• **Your objective**
Reproduce all the entries exactly and keep the pictures out.
Begin Extracted records
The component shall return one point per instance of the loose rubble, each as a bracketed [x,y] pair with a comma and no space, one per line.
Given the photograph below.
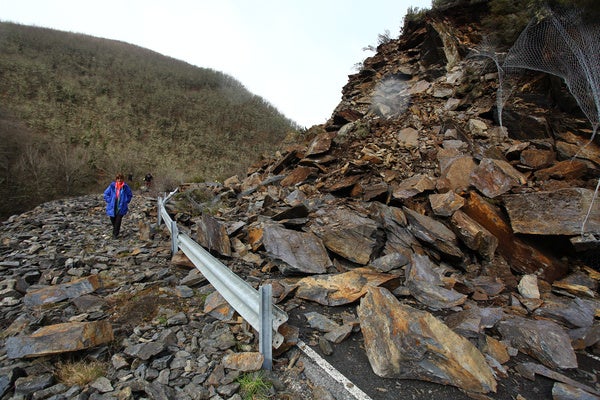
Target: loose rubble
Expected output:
[454,246]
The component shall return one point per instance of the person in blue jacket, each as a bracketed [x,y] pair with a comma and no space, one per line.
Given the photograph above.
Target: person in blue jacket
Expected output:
[117,196]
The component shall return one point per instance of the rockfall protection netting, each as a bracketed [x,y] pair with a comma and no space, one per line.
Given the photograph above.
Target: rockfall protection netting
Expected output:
[568,46]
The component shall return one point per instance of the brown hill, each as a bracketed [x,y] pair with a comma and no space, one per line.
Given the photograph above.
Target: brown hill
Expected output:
[76,109]
[413,188]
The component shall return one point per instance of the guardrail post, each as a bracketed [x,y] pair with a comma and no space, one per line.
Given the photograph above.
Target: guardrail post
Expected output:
[174,235]
[265,338]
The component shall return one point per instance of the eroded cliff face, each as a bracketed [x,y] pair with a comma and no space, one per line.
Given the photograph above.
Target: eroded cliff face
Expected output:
[452,244]
[426,104]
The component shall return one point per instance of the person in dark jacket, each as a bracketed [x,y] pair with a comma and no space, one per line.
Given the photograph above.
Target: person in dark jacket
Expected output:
[117,196]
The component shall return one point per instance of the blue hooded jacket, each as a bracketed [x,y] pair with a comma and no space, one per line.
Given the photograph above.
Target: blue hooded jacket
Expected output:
[110,196]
End Extracted records
• **Finished task**
The component shall return one point per instance of the loose rubble, each as a bracketed [x,y] pair with a comma and no space, one per line.
Given the photograph below.
Target: loose rubble
Expected output:
[454,246]
The component shall return one point per instance of the person in blue jacket, each as a bracketed [x,y] pair with a comma and no space, one per line.
Given the photograph above.
Target: person in blue jacket
Expected output:
[117,196]
The component shall return one point per instance of the rockfall protection netting, each as a bracketed [x,y] pair with a comma and no space, one per line.
Given the photograph above.
Target: rockfall protection netting
Expected output:
[568,46]
The component shall return one point per instance of the brown hill, each as a bracketed [x,y] pair with a comma and no space, one per line.
Given the photograph above.
Target: brown hill
Expected output:
[76,109]
[413,188]
The component shall return one point per instance of the guardrail post, each as a bracketed [x,y] pair with a comma and no space, one per line.
Given the photograph above.
Target: guardrail post
Expected output:
[174,235]
[265,338]
The component shall return one point per instance of the eroded cliff face, each as a bracketed [x,y] pair with a comma and no space, one per line.
Given the photograph above.
Target: eroded cliff face
Expected output:
[452,244]
[426,104]
The component shall return one point per instance of the person in dark jacket, each as a bracketed [x,y] pair with a comma and no space, one per line.
Given the photograph above.
Target: person in dark jacket
Expected output:
[117,196]
The component shall return one point per instance of the blue hooded jacket, each as a bracketed [x,y] pair with a comma and no space, one per line.
Given the photograph above.
Target: blue hooded jacket
Expected output:
[110,196]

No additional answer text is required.